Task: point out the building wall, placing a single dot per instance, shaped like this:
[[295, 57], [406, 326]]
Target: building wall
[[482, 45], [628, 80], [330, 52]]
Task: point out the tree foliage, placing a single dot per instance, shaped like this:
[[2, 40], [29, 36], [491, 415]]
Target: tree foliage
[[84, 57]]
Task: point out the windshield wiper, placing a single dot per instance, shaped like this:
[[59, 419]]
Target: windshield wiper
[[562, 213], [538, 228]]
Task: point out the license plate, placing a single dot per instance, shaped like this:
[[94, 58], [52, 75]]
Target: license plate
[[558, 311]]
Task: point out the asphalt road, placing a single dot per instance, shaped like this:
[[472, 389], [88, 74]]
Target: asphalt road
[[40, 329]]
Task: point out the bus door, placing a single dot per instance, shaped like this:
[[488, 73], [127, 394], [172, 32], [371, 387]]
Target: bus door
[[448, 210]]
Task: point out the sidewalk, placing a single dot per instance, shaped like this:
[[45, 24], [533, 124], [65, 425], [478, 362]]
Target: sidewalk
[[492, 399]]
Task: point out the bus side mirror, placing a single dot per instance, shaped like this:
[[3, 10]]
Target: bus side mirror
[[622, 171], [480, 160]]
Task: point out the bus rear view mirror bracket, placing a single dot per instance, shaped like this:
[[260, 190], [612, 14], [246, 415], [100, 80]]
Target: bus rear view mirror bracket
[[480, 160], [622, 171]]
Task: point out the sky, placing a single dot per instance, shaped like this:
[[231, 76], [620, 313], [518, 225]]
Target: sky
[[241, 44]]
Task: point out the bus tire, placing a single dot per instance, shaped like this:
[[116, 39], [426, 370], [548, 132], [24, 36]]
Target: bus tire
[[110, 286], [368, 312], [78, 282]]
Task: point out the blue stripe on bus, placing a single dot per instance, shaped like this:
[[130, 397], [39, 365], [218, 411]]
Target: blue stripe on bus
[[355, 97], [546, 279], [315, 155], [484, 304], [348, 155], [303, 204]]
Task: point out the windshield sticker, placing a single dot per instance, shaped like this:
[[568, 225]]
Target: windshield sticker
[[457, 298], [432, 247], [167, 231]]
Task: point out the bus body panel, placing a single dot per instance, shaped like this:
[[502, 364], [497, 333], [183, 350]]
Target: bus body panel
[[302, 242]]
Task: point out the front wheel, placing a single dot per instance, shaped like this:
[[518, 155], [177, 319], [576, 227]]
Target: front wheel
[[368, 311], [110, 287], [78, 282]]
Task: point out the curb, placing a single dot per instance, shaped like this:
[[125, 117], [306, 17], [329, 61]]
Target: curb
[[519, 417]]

> **Problem to solve**: Repeat, character for character, the lines from the one that holds "Task: point out the blue" to the final line of the material, inclusive, and no other lines.

> **Response below**:
Task: point out the blue stripe on bus, placing a single dot per instance, shaped like this:
[[130, 397], [39, 365], [218, 411]]
Target: blue stripe on bus
[[355, 97], [546, 279], [315, 155], [484, 304], [348, 155], [303, 204]]
Task: point out the windshield sticker, placing a single dot per instance, shaped like this:
[[568, 225]]
Target: windshield sticker
[[457, 298], [432, 247], [167, 231]]
Task: point out the bus body panel, placing a single dot per instance, shaped like this:
[[502, 364], [497, 333], [183, 350]]
Target: bus body panel
[[302, 242]]
Task: point out the front wheel, placing a single dot per instance, shaped like this:
[[518, 155], [177, 319], [576, 227]]
Target: front wheel
[[368, 311], [110, 287], [78, 282]]
Task: point out the curb, placing a single dot per instance, shaped like this:
[[125, 117], [306, 17], [329, 61]]
Target: curb
[[519, 417]]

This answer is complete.